Region labeling lines:
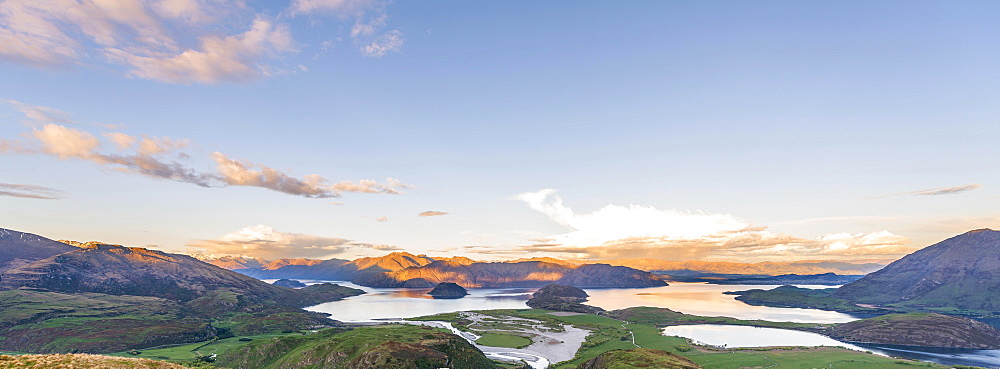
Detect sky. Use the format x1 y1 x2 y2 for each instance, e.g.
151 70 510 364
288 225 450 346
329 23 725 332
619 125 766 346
0 0 1000 262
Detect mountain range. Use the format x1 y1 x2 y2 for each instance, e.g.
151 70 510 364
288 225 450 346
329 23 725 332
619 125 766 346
731 229 1000 316
205 254 893 279
223 252 666 288
832 229 1000 314
0 229 363 352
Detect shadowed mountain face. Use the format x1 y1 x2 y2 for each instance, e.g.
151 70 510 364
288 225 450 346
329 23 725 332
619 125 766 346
0 228 77 273
828 314 1000 349
0 230 363 353
833 229 1000 311
0 245 300 301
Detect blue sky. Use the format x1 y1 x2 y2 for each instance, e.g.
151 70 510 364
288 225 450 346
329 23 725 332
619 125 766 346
0 0 1000 261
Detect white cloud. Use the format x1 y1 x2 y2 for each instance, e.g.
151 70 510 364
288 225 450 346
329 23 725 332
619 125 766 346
912 183 983 196
291 0 375 16
104 132 136 150
0 183 62 200
187 224 402 260
361 30 403 58
417 210 448 217
107 18 294 84
516 190 913 261
0 100 410 198
212 152 408 198
188 225 360 260
31 123 101 159
0 0 403 81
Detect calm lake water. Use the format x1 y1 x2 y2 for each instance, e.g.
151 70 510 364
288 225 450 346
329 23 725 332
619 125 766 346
298 280 1000 368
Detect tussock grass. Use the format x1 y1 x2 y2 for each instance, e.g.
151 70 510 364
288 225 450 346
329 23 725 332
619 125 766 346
0 354 186 369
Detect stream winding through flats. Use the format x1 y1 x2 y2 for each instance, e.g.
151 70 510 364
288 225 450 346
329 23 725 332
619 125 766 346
303 281 1000 368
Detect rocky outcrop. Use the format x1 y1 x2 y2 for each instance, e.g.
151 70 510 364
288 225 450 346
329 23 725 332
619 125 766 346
576 348 701 369
271 279 306 288
427 282 469 299
527 284 604 314
0 228 77 273
826 314 1000 349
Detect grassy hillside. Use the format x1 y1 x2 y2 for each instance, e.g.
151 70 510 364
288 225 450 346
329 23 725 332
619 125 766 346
727 286 888 314
833 229 1000 315
417 307 950 369
216 325 497 369
0 285 357 353
0 354 185 369
829 313 1000 349
577 348 702 369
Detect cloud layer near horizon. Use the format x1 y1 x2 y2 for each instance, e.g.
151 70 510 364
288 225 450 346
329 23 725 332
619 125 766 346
0 0 404 84
508 190 913 261
187 225 400 260
0 102 409 198
0 183 62 200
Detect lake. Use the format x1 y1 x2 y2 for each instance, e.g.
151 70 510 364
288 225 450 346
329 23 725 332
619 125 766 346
298 280 1000 368
303 281 858 323
662 324 1000 368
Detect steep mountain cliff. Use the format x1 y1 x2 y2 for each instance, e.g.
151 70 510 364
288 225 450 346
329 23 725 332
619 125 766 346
826 314 1000 349
832 229 1000 313
0 228 76 273
0 229 363 353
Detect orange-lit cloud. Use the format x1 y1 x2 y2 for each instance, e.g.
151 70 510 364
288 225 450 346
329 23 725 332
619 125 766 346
0 0 403 83
0 100 409 198
417 210 448 217
516 190 914 261
187 225 399 260
0 183 62 200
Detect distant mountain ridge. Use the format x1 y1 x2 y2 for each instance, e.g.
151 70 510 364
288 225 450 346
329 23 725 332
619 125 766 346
226 252 666 288
0 228 77 273
0 229 364 353
832 229 1000 312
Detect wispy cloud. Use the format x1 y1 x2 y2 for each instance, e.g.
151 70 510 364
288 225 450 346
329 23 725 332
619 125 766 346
0 0 403 83
867 183 983 199
417 210 448 217
911 183 983 196
105 17 295 84
0 183 62 200
512 190 913 260
187 225 399 260
0 100 409 198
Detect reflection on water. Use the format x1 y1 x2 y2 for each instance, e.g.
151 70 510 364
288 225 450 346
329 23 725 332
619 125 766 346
858 344 1000 368
303 281 534 322
587 282 859 323
300 280 1000 368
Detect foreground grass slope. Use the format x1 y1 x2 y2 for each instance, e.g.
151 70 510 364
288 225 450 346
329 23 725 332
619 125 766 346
0 354 185 369
216 325 498 369
577 348 702 369
0 230 364 353
416 307 951 369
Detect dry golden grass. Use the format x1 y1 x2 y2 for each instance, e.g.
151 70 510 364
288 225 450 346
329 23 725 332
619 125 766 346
0 354 185 369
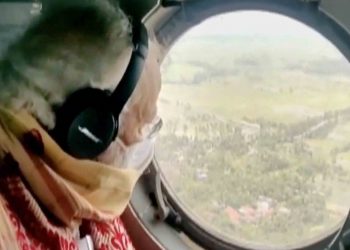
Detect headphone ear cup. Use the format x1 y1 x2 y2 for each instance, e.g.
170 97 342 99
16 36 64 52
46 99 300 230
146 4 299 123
51 88 118 159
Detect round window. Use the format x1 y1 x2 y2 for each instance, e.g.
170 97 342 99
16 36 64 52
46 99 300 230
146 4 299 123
156 11 350 248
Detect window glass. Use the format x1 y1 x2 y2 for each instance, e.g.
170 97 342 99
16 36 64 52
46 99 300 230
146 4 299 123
156 11 350 247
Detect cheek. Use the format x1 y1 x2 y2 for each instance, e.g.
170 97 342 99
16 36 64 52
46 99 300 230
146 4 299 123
97 141 125 167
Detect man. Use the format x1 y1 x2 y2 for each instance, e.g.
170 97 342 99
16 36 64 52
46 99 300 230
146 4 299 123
0 0 160 249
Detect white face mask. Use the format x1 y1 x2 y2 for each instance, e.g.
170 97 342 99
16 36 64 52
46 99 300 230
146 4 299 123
98 117 163 172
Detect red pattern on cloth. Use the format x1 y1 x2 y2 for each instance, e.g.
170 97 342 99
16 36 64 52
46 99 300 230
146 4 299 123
0 161 134 250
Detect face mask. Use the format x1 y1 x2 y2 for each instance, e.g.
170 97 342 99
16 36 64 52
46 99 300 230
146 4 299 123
98 117 163 172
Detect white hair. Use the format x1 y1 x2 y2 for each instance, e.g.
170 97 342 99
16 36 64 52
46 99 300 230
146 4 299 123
0 0 131 129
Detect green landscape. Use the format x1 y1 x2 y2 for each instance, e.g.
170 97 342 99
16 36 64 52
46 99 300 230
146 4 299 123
156 23 350 247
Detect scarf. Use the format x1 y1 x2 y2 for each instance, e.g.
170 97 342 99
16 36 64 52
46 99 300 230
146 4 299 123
0 107 140 249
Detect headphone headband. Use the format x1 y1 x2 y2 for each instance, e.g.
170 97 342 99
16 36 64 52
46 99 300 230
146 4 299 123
51 21 148 159
108 22 148 119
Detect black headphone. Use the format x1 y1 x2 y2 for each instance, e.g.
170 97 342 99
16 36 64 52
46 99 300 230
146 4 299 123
50 21 148 159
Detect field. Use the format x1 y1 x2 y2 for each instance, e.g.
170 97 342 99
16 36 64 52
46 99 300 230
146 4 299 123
156 31 350 247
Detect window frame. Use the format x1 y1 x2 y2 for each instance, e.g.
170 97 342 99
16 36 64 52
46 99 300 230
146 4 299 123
132 0 350 250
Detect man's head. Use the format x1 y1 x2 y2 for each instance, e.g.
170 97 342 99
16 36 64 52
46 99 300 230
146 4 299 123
0 0 160 163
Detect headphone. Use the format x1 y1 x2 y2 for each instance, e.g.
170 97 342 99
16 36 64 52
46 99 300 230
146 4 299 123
50 21 148 159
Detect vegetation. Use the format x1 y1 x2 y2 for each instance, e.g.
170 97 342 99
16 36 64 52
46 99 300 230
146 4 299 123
156 32 350 246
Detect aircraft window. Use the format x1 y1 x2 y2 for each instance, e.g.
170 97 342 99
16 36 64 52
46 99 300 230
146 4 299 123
156 11 350 249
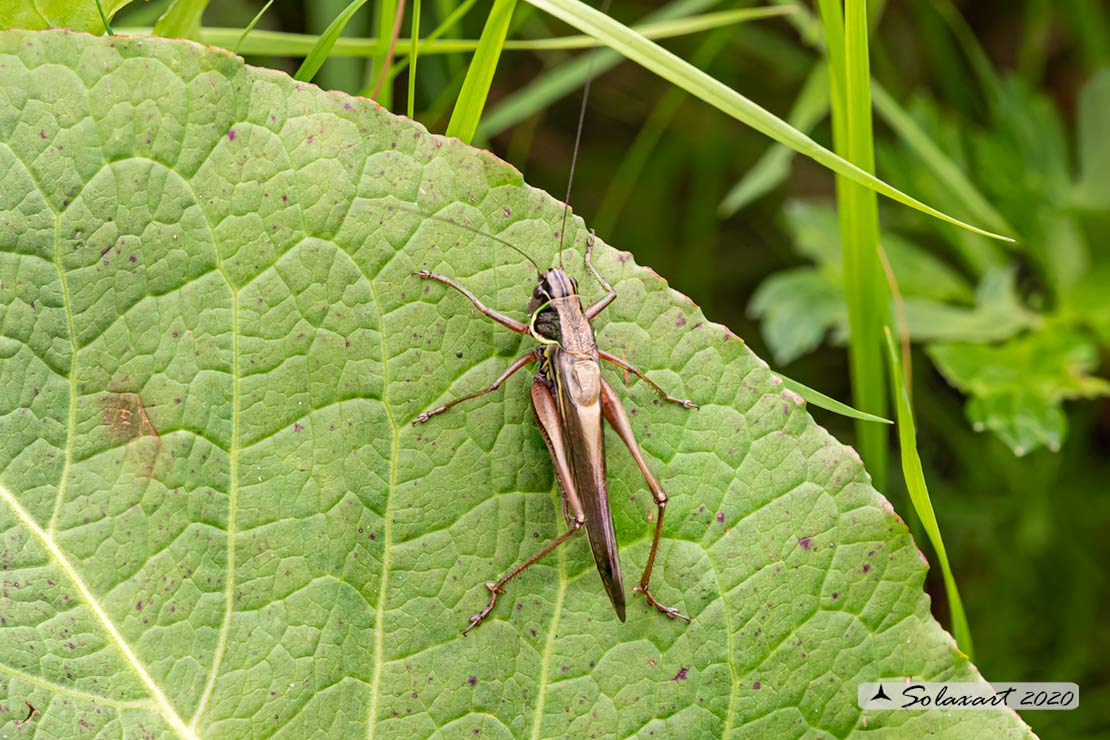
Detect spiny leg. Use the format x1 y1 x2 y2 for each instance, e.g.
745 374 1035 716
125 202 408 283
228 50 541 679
602 379 690 621
463 378 586 635
597 349 698 408
583 229 617 320
463 520 582 635
413 270 528 334
413 349 539 424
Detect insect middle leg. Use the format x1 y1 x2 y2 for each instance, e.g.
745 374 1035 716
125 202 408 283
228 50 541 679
583 229 617 320
463 378 586 635
597 349 698 408
602 379 690 621
413 270 528 334
413 349 539 424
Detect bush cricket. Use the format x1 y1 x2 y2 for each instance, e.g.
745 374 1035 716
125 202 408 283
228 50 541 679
413 0 697 635
413 222 697 635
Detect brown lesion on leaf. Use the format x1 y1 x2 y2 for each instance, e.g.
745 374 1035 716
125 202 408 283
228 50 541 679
100 392 162 478
12 699 39 727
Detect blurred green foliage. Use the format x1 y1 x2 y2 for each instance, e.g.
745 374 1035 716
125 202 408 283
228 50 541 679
32 0 1110 738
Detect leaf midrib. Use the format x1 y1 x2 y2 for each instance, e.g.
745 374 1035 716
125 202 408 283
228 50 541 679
0 484 198 740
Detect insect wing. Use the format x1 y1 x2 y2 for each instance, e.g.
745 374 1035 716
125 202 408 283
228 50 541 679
553 351 625 621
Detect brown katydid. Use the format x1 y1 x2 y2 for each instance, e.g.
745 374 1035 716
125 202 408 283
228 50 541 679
413 0 697 635
413 216 697 635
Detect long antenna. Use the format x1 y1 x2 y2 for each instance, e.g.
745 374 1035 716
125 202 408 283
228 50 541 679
558 0 611 270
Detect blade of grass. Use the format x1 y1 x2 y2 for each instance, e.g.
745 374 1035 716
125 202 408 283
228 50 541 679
405 0 421 120
446 0 516 143
390 0 481 91
884 326 975 658
306 0 371 92
394 6 772 88
97 0 115 36
593 29 731 234
717 63 829 219
871 80 1017 234
370 0 405 101
231 0 274 54
779 375 894 424
154 0 208 41
295 0 366 82
478 0 720 138
527 0 1009 240
156 6 768 59
367 0 398 110
818 0 890 490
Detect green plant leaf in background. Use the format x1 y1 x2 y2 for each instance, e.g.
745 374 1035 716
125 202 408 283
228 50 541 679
928 326 1110 455
0 0 131 33
0 32 1029 738
1076 67 1110 209
154 0 208 41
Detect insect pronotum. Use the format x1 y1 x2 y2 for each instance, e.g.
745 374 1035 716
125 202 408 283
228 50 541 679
413 2 697 635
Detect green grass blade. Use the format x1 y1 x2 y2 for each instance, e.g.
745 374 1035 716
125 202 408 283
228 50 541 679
821 0 890 490
405 0 421 119
369 0 403 110
779 375 894 424
593 30 733 234
446 0 516 143
295 0 372 82
528 0 1012 241
154 0 208 41
160 5 787 60
97 0 115 36
884 326 973 658
871 80 1017 234
231 0 274 54
478 0 720 139
717 64 829 217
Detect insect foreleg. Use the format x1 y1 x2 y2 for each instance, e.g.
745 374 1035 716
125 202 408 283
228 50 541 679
413 349 539 424
463 378 586 635
583 229 617 320
413 270 528 334
597 349 698 408
602 379 689 621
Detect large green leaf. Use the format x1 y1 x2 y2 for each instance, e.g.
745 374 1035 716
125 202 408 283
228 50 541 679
0 0 131 33
0 32 1028 738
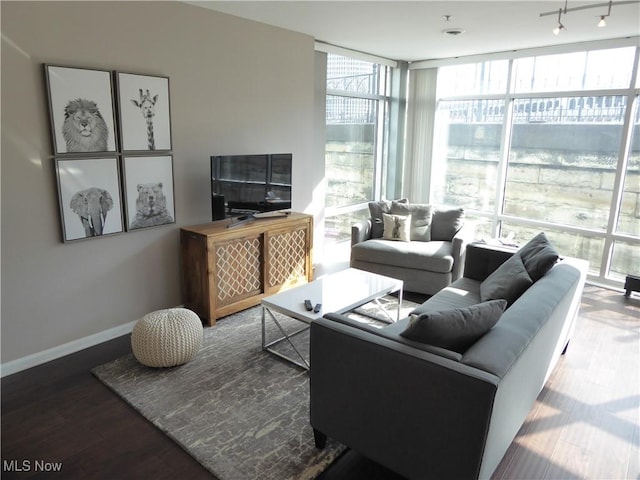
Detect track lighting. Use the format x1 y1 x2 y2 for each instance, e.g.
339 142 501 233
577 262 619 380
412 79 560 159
552 4 567 35
540 0 640 35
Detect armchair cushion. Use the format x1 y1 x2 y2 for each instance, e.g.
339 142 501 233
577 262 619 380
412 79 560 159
400 300 507 353
391 200 433 242
369 198 408 238
351 238 454 273
382 213 411 242
431 208 464 242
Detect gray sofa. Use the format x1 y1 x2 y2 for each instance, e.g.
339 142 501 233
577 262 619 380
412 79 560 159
350 200 473 295
310 239 588 480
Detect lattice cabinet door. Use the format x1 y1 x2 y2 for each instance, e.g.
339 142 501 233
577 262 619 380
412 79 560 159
264 225 312 295
210 235 264 309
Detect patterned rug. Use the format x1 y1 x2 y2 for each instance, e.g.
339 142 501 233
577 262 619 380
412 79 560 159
92 301 415 480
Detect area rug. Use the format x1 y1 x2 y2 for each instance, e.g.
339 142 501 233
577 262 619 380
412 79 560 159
92 301 415 480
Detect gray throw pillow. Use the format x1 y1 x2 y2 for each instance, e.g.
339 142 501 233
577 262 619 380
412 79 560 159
480 253 533 306
431 208 464 242
369 198 408 238
391 200 433 242
400 300 507 353
518 232 559 282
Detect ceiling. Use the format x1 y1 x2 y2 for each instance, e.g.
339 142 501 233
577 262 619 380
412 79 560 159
188 0 640 61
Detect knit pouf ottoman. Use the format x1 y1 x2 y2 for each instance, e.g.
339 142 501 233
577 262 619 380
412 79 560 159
131 308 204 367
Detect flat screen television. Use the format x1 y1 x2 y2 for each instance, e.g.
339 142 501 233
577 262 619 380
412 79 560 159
211 153 293 215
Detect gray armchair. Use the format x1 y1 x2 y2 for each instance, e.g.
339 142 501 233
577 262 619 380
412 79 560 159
350 201 473 295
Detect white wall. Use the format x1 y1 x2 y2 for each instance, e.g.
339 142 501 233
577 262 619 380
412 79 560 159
1 1 322 368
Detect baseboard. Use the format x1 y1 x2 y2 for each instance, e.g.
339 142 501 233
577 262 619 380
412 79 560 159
0 320 136 378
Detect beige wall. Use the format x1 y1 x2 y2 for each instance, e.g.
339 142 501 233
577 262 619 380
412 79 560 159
1 1 322 364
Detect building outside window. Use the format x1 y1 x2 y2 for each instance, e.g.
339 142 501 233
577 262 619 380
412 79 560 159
325 53 390 243
430 46 640 283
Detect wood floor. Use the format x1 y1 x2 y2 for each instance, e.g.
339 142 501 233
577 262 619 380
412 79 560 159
0 286 640 480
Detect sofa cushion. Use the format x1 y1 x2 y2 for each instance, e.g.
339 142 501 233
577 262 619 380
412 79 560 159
369 198 408 238
431 208 464 242
518 232 559 282
480 253 533 306
411 277 480 315
390 200 433 242
351 238 453 273
400 300 507 353
382 213 411 242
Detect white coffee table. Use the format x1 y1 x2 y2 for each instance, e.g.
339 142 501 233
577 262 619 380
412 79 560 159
262 268 402 370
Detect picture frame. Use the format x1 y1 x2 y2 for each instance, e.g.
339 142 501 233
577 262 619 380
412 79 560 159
122 155 175 231
55 156 124 243
116 72 172 153
44 64 118 156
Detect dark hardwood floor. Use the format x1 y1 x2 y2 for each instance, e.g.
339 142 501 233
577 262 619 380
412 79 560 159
0 286 640 480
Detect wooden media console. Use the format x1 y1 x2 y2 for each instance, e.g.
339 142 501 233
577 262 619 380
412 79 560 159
180 213 313 325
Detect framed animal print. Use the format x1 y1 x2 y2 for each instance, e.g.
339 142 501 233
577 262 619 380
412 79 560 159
55 156 124 242
116 72 171 153
45 64 118 155
123 155 175 231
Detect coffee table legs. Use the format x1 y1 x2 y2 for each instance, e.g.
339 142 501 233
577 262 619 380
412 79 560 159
262 306 310 370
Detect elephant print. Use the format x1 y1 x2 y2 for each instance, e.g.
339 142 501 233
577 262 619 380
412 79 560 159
70 187 113 237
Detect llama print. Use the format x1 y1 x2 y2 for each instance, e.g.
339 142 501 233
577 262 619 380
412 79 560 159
131 88 158 150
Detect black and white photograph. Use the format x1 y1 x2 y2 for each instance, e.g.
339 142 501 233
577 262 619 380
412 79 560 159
123 155 175 230
116 72 171 152
45 65 117 155
56 157 124 242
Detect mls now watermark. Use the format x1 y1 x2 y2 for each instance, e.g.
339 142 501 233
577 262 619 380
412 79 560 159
2 460 62 472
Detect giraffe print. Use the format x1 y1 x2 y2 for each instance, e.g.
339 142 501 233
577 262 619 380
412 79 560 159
131 89 158 150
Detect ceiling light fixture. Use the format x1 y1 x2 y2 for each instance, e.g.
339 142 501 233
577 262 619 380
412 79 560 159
598 0 613 27
552 6 567 35
441 15 466 37
540 0 640 35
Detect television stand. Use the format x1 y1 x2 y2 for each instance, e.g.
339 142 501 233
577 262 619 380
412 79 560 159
180 212 313 326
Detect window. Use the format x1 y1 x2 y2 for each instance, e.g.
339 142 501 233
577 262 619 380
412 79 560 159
325 53 390 243
430 47 640 283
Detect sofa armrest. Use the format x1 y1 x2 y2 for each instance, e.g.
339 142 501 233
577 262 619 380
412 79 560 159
310 318 499 478
351 219 371 246
451 223 474 281
464 242 517 282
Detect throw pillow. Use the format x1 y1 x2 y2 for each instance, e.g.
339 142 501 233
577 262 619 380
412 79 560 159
369 198 408 238
518 232 559 282
390 200 433 242
400 300 507 353
431 208 464 242
480 253 533 306
382 213 411 242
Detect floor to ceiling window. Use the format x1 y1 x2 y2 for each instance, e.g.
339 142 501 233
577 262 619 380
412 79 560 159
325 53 391 243
430 42 640 283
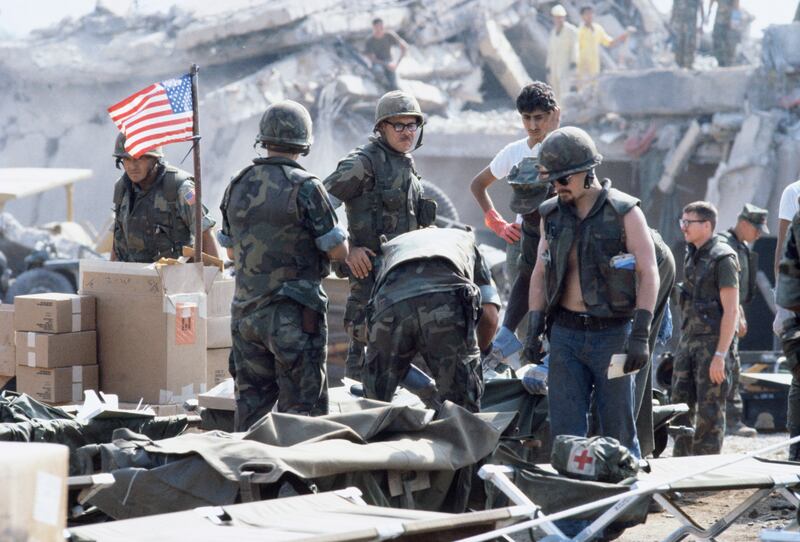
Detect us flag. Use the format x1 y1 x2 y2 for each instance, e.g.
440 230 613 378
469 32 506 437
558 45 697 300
108 74 193 158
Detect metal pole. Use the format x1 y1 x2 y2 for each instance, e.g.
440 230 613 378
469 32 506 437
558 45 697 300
189 64 203 263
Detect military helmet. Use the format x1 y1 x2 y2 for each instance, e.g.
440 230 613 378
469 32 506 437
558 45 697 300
375 90 425 130
111 132 164 160
507 157 550 215
256 100 314 154
539 126 603 180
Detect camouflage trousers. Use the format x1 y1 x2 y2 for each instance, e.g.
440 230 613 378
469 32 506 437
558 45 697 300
725 335 743 429
229 300 328 431
344 270 375 381
672 335 728 456
363 289 483 412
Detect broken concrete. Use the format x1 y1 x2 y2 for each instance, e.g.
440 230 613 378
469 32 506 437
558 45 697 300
705 112 780 228
593 66 753 117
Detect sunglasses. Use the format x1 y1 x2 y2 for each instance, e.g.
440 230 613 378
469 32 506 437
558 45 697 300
386 120 420 134
678 218 708 228
547 175 572 186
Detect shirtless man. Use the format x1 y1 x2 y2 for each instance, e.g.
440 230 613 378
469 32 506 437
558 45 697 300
525 127 659 457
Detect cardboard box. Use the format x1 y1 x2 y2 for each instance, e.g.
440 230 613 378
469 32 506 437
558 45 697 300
0 305 17 376
14 293 95 333
80 260 219 405
197 378 236 411
0 442 69 542
206 316 233 350
16 331 97 369
17 365 98 403
208 275 236 318
206 348 231 389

*WHAT YOU HAVE TO DO*:
Starting at the line that contains "Detect cardboard box." and continuing through the last line, substitute "carton" for "cardboard box", then write out only those lines with nothing else changed.

*WRITTEN RESPONSE*:
Detect carton. Use the format x1 y1 x2 y2 for each instance, e.g.
440 230 613 378
469 32 506 437
558 45 697 300
0 305 17 376
14 293 95 333
80 260 219 405
197 378 236 411
0 442 69 542
206 316 233 350
16 331 97 369
17 365 98 403
208 275 236 318
206 348 231 389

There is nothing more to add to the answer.